> [Required action A]:
Answer these from the passage on Ramsgate's history:
(i) Whose design was used for the cross wall and inner basin completed in 1779?
(ii) Which king granted the harbour its "Royal" designation?
(iii) In what years was the Church of St George built?
> [Required action B]:
Pick up the passage on Ramsgate's history after its final sentence and carry it on.

Ramsgate is situated on the east coast of the Isle of Thanet, facing France and the Low Countries. Originating as a fishing village within the medieval parish of St Laurence, Ramsgate’s development from the C16 was driven by the strategic importance of its coastal port. Ramsgate became associated with the Cinque Ports as a limb of Sandwich from the C14. Late-C17 trade with Russia and the Baltic resulted in a wave of investment and rebuilding in the town. In 1749 the construction of a harbour of refuge from storms in the North Sea and Channel was approved, and a cross wall and inner basin were completed in 1779 to the design of John Smeaton. Later improvements included a lighthouse of 1794-1975 by Samuel Wyatt and a clock house of 1817 by Wyatt and George Louch.
From the mid-C18 Ramsgate became increasingly popular as a seaside resort, its expansion being accelerated by road improvements and faster sea passage offered by hoys, packets and steamers. An assembly room, warm water baths, subscription libraries and places of worship were joined by new streets such as Effingham Street and speculative crescents and squares on the East and West Cliffs such as Albion Place of around 1791-8 and Nelson Crescent of around 1800-1805. During the Napoleonic Wars Ramsgate became a busy garrison town and a major port of embarkation. Ramsgate’s importance in the 1820s is attested by its patronage by the British and European royal families and the creation of a separate parish by Act of Parliament, served by the large Church of St George (1824-1827). The harbour is the only one in the British Isles which has the designation ‘Royal’, granted by George IV.

[Data extracted from a collection]
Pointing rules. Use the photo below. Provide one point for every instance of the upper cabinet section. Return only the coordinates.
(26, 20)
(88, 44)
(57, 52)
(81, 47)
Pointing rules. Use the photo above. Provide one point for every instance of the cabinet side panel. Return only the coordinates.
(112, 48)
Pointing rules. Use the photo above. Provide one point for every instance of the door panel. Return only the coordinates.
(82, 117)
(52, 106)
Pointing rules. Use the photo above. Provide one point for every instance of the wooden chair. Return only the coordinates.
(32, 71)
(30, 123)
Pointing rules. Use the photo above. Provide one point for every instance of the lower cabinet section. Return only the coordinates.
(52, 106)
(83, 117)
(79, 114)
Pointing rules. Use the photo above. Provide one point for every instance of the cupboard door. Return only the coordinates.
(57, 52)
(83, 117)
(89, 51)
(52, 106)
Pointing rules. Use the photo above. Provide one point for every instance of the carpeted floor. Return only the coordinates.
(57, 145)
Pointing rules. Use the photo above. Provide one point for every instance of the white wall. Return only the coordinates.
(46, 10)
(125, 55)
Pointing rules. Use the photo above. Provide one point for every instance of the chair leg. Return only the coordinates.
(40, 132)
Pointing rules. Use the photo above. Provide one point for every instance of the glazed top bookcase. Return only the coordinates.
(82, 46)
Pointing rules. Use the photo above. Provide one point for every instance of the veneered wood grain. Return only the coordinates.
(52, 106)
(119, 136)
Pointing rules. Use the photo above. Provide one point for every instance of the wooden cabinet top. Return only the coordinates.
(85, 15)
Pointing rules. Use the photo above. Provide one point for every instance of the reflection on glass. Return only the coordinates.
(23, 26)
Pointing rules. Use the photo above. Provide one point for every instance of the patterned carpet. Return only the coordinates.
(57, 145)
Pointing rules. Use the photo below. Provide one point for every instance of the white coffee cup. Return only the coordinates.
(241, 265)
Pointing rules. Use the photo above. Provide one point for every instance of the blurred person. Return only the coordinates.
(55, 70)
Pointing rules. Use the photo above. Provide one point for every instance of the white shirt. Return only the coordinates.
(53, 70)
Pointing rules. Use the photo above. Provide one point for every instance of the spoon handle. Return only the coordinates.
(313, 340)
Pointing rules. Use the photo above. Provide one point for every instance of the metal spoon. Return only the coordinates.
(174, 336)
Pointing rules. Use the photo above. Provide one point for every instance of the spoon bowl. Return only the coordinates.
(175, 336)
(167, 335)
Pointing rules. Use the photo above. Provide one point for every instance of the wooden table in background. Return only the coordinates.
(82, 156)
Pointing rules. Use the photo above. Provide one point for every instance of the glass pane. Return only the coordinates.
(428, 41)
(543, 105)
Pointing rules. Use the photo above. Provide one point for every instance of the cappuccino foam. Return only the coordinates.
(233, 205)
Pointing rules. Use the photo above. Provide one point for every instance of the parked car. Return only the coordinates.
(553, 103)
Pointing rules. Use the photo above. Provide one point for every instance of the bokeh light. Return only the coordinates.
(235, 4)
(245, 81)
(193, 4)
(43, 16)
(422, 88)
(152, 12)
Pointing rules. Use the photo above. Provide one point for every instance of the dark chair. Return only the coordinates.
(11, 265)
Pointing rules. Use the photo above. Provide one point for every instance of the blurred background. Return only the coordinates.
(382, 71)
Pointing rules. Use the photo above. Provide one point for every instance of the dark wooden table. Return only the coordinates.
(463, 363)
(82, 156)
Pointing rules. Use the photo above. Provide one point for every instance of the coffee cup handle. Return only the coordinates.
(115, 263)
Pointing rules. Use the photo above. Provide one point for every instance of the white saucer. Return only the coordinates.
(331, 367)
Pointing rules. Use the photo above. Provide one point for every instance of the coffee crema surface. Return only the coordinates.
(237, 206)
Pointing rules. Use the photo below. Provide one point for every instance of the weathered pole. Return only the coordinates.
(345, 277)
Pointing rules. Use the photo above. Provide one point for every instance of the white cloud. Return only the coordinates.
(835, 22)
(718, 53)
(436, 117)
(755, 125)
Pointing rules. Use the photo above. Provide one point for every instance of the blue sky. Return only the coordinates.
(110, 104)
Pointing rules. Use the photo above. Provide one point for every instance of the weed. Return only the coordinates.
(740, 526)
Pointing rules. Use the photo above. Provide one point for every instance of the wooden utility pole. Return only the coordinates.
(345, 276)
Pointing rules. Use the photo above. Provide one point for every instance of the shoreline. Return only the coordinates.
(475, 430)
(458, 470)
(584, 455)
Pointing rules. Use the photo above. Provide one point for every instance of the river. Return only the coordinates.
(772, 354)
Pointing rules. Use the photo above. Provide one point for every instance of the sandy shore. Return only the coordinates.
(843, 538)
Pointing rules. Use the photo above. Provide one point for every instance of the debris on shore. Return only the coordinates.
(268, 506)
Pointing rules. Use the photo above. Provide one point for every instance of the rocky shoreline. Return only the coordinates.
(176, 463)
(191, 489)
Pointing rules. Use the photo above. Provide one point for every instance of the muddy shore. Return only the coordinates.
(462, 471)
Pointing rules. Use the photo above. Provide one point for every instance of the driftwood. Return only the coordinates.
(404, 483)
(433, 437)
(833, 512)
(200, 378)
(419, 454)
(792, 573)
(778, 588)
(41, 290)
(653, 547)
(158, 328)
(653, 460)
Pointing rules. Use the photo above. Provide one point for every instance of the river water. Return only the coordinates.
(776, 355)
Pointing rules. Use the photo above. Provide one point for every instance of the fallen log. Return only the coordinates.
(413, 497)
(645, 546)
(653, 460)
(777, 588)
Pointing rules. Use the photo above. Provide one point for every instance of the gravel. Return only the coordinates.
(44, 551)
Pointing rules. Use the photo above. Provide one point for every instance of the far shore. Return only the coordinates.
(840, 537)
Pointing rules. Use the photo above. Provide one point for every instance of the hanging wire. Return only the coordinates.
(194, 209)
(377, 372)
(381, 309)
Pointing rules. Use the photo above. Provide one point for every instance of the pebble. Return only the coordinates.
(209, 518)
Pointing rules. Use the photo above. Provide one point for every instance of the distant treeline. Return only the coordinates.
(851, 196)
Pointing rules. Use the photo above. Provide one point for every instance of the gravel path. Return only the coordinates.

> [Response area A]:
(i) John Smeaton
(ii) George IV
(iii) 1824-1827

> [Response area B]:
The arrival of the South Eastern Railway’s branch line in 1846 opened up Ramsgate to mass tourism and popular culture, bringing a range of inexpensive, lively resort facilities intended for the sorts of middle- and working-class holidaymakers depicted in W P Frith’s painting ‘Ramsgate Sands’ of 1854 (Royal Collection). Wealthier visitors were accommodated at a respectable distance from the town in developments such as E W Pugin’s Granville Hotel of 1867-1869. Competition with other Kentish resorts stimulated a series of large-scale improvements in the late C19 and early C20 including the construction of Royal Parade and landscaped stairs and pathways at the eastern and western ends of the seafront to join the upper promenades to the Undercliff walks. New schools, hospitals and services were also built. The thriving town attracted diverse faith communities; Moses Montefiore founded a synagogue and a religious college at East Cliff Lodge, while A W N Pugin St Augustine’s Church and the Grange as part of an intended Catholic community on the West Cliff.
In 1940 the harbour was the point of return for many of the small boats involved in the evacuation from Dunkirk and war-time precautions included the digging of extensive air raid shelter tunnels in the chalk beneath the town. Ramsgate remained a popular holiday destination until the advent of cheap foreign travel in the post-war decades. Falling visitor numbers were exacerbated by the decline of the town’s small trades and industries, fishing and boat-building. However, a ferry and hovercraft port and the large marina created in the inner harbour in the 1970s have continued to bring life to the area.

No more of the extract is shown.